━━━━━ Extracted data

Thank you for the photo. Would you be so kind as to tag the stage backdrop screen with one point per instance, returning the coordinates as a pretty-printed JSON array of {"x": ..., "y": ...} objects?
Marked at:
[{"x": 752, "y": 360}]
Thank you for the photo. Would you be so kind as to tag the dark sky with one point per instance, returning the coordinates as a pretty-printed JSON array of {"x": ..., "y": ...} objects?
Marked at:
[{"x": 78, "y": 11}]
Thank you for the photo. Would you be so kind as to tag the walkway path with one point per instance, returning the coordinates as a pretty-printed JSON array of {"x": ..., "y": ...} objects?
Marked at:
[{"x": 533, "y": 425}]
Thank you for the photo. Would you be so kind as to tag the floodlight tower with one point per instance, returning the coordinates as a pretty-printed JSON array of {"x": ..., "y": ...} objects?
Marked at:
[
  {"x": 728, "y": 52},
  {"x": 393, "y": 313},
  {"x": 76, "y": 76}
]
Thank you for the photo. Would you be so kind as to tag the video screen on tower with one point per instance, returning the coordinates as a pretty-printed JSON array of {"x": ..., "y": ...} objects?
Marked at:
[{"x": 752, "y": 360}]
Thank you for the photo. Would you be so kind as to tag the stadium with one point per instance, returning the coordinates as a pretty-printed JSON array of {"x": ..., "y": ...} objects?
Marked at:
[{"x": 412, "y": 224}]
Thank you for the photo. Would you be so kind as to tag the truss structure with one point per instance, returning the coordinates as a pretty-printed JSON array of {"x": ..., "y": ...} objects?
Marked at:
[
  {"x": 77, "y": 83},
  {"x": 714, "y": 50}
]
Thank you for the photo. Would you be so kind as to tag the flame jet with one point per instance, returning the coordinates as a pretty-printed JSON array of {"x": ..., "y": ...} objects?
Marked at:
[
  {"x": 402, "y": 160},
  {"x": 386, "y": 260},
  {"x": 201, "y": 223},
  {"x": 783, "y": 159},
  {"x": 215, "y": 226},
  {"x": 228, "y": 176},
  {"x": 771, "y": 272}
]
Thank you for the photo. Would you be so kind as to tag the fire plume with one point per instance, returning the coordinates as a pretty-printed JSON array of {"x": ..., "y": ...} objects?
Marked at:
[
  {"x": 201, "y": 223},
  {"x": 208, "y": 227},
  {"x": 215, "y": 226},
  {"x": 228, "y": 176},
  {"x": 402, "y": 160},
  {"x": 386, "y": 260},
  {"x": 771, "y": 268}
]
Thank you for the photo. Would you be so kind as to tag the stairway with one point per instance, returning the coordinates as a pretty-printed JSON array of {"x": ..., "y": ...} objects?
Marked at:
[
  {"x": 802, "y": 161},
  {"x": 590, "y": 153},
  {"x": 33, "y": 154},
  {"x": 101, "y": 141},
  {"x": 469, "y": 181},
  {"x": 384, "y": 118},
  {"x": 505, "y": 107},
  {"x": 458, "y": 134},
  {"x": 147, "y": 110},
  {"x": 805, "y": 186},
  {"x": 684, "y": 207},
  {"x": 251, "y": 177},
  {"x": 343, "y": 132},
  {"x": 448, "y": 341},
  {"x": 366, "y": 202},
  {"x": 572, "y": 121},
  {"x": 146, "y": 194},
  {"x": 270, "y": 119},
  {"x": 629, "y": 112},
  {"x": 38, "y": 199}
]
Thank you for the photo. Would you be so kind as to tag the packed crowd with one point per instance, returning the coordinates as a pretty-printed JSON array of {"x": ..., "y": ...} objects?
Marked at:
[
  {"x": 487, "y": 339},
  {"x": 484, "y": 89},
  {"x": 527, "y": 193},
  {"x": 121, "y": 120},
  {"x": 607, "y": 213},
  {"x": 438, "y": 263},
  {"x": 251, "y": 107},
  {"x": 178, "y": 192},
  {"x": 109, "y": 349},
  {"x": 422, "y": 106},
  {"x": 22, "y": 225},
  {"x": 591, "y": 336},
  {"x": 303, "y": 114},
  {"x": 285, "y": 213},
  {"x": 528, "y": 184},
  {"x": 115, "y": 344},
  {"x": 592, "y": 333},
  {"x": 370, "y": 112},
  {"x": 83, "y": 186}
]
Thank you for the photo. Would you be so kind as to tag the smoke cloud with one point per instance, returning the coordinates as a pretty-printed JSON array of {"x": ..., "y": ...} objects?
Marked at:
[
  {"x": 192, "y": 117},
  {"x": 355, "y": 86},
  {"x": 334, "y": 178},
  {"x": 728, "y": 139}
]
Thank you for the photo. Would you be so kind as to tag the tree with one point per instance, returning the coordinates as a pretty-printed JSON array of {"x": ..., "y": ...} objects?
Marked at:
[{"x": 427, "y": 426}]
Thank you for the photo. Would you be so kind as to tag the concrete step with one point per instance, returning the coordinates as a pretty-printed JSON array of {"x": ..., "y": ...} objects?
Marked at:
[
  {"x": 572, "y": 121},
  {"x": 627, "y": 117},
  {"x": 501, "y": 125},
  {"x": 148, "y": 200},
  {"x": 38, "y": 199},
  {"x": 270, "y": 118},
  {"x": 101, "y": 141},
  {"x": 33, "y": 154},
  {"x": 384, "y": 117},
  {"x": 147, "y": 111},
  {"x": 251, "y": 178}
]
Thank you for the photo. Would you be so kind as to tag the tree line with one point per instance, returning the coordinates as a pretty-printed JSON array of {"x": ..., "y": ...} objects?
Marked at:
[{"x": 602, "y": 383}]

━━━━━━━━━━

◆ Task statement
Find and copy each line above that includes the string "tree".

◆ Written response
Thank you for the photo. Would you be so kind as to tag the tree with one point per instance, returning the coordinates as a pretty-printed JSON array of {"x": ..., "y": ...} objects?
Thank you for the photo. Would you be so kind as to tag the tree line with one point per instance, returning the coordinates as a pretty-printed JSON array of {"x": ..., "y": ...} objects?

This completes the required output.